> [Trecho apresentado]
──────

Maria de Lourdes Martins de Azevedo Soares estudou na Universidade do Estado do Rio de Janeiro (Licenciatura, 1985) e na Pontifícia Universidade Católica do Rio de Janeiro (Mestrado, 1988; Doutoramento 1994). Os seus interesses incluem a literatura portuguesa, a ficção portuguesa contemporânea, a literatura infanto-juvenil e as obras de Maria Gabriela Llansol e Eduardo Lourenço. É a responsável pela organização e prefácio do volume de Eduardo Lourenço Do Brasil: Fascínio e Miragem (Gradiva, 2015) e publicou, na revista Românica, “Correspondência Casais Monteiro-Eduardo Lourenço: 4 cartas inéditas” (2016). Entre outros, é a autora dos artigos “Eduardo Lourenço e a censura no Estado Novo” (Colóquio/Letras, 2016); “Eduardo Lourenço e Maria Gabriela Llansol: «um lugar real de escrita e leitura»” (Colóquio/Letras, 2015); «O ensaio epistolar de Eduardo Lourenço: hibridismo, heterodoxia, liberdade» (Abril, 2011) e «Eduardo Lourenço e Glauber Rocha ou o quarto sertão» (Convergência Lusíada, 2000). Actualmente é professora adjunta (aposentada) da Universidade Federal do Rio de Janeiro.
O relógio dos 500 Anos e o tempo brasileiro

Maria de Lourdes Soares

O ensaio “Quinhentos Anos” foi publicado em Visão, Lisboa, 17/09/1998, p. 114. No Acervo Eduardo Lourenço-Dossier Tempo Brasileiro há uma versão datilografada (4 p.), assinada, com correções manuscritas, datada em Vence, 7/09/1998, significativamente, dia da Independência do Brasil. Há também um manuscrito (4 p.) intitulado “500 Anos”, não datado nem assinado, provavelmente uma primeira versão do texto publicado.
A versão manuscrita, cujos dois primeiros parágrafos assemelham-se a uma anotação diarística, possivelmente foi escrita durante uma das visitas de Eduardo Lourenço ao Brasil, quando ficou hospedado num hotel da Avenida Atlântica (Rio de Janeiro), próximo ao painel1 com o relógio das comemorações dos 500 Anos. Tendo em vista as menções ao inverno (no Brasil), à campanha das eleições presidenciais e, sobretudo, à indicação temporal do relógio de contagem regressiva, a data provável desta versão é Agosto de 1998.

──────

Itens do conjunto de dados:
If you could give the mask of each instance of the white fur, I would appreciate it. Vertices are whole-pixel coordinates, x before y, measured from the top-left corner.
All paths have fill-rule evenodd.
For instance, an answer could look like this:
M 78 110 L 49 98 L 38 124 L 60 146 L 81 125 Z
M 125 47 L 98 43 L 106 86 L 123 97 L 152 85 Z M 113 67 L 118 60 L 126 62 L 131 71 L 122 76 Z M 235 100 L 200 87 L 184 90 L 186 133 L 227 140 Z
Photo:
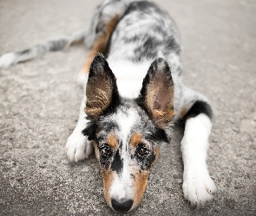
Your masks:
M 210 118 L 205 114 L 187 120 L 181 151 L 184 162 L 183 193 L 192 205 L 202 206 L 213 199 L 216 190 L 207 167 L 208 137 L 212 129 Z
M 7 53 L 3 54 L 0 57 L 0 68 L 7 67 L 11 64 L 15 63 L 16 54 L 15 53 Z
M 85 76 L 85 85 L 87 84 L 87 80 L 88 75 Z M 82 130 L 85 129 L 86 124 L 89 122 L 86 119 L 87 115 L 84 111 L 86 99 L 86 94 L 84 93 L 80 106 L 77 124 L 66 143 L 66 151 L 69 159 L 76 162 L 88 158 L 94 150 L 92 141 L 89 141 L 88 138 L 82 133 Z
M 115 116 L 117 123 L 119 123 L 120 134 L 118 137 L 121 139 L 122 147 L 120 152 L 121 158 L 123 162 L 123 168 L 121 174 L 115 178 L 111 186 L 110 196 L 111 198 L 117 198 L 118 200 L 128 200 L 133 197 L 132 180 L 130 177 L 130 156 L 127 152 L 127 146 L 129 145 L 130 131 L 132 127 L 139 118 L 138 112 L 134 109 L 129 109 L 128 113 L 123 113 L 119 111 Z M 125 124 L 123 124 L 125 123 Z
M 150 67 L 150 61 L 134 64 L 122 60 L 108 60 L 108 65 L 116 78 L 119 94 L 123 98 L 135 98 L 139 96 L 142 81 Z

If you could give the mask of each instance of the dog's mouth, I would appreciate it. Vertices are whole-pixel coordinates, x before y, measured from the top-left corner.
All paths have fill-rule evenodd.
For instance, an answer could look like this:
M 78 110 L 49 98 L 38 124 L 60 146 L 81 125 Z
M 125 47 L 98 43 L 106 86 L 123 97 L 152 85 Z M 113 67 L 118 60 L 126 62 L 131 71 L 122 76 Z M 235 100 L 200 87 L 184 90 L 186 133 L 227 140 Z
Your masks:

──────

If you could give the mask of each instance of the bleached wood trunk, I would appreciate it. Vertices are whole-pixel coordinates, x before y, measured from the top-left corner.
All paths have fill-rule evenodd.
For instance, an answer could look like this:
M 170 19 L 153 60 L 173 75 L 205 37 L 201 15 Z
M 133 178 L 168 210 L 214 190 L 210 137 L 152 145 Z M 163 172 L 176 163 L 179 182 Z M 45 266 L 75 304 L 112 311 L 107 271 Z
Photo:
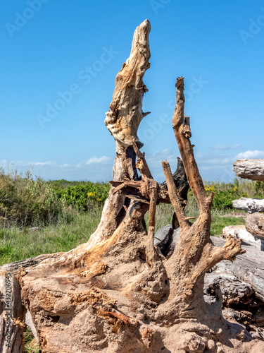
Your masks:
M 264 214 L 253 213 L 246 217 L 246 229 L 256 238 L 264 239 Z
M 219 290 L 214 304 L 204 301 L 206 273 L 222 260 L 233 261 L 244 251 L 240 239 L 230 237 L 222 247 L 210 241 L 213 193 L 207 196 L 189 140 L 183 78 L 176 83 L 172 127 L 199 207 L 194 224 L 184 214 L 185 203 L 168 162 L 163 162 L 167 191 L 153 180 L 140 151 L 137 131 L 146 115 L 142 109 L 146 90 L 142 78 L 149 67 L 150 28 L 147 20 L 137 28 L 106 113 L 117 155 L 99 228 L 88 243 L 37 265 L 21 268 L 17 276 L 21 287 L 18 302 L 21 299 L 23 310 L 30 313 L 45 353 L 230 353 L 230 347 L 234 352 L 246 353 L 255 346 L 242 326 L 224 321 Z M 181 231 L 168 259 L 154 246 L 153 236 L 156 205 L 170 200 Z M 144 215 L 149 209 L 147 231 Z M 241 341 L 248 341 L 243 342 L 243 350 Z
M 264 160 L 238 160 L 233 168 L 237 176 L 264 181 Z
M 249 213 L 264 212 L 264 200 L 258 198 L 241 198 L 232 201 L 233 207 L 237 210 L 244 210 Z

──────

> [Instrução 1]
Responda às perguntas abaixo com base no trecho apresentado.
(a) Em que ano Maria de Lourdes Martins de Azevedo Soares concluiu o Mestrado na Pontifícia Universidade Católica do Rio de Janeiro?
(b) Em que data o ensaio "Quinhentos Anos" foi publicado em Visão?
(c) Qual é a data provável da versão manuscrita?
> [Instrução 2] Disponha como lista numerada o trecho dos registros que vai da linha que contém "of the white" até a linha que contém "M 150 67 L 150", incluindo as duas, e omita as linhas em branco. Deixe as imagens fora da resposta.

> [Resposta do exercício 1]
(a) 1988.
(b) 17/09/1998.
(c) Agosto de 1998.

> [Resposta do exercício 2]
1. If you could give the mask of each instance of the white fur, I would appreciate it. Vertices are whole-pixel coordinates, x before y, measured from the top-left corner.
2. All paths have fill-rule evenodd.
3. For instance, an answer could look like this:
4. M 78 110 L 49 98 L 38 124 L 60 146 L 81 125 Z
5. M 125 47 L 98 43 L 106 86 L 123 97 L 152 85 Z M 113 67 L 118 60 L 126 62 L 131 71 L 122 76 Z M 235 100 L 200 87 L 184 90 L 186 133 L 227 140 Z
6. Photo:
7. Your masks:
8. M 210 118 L 205 114 L 187 120 L 181 151 L 184 162 L 183 193 L 192 205 L 202 206 L 213 199 L 216 190 L 207 167 L 208 137 L 212 129 Z
9. M 7 53 L 3 54 L 0 57 L 0 68 L 7 67 L 11 64 L 15 63 L 16 54 L 15 53 Z
10. M 85 76 L 85 85 L 87 84 L 87 80 L 88 75 Z M 82 130 L 85 129 L 86 124 L 89 122 L 86 119 L 87 115 L 84 111 L 86 99 L 86 94 L 84 93 L 80 106 L 77 124 L 66 143 L 66 151 L 69 159 L 76 162 L 88 158 L 94 150 L 92 141 L 89 141 L 88 138 L 82 133 Z
11. M 115 116 L 117 123 L 119 123 L 120 134 L 118 137 L 121 139 L 122 147 L 120 152 L 121 158 L 123 162 L 123 168 L 121 174 L 115 178 L 111 186 L 110 196 L 111 198 L 117 198 L 118 200 L 128 200 L 133 197 L 132 180 L 130 177 L 130 156 L 127 152 L 127 146 L 129 145 L 130 131 L 132 127 L 139 118 L 138 112 L 134 109 L 129 109 L 128 113 L 123 113 L 119 111 Z M 125 124 L 123 124 L 125 123 Z
12. M 150 67 L 150 61 L 134 64 L 122 60 L 108 60 L 108 65 L 116 78 L 119 94 L 123 98 L 135 98 L 139 96 L 142 81 Z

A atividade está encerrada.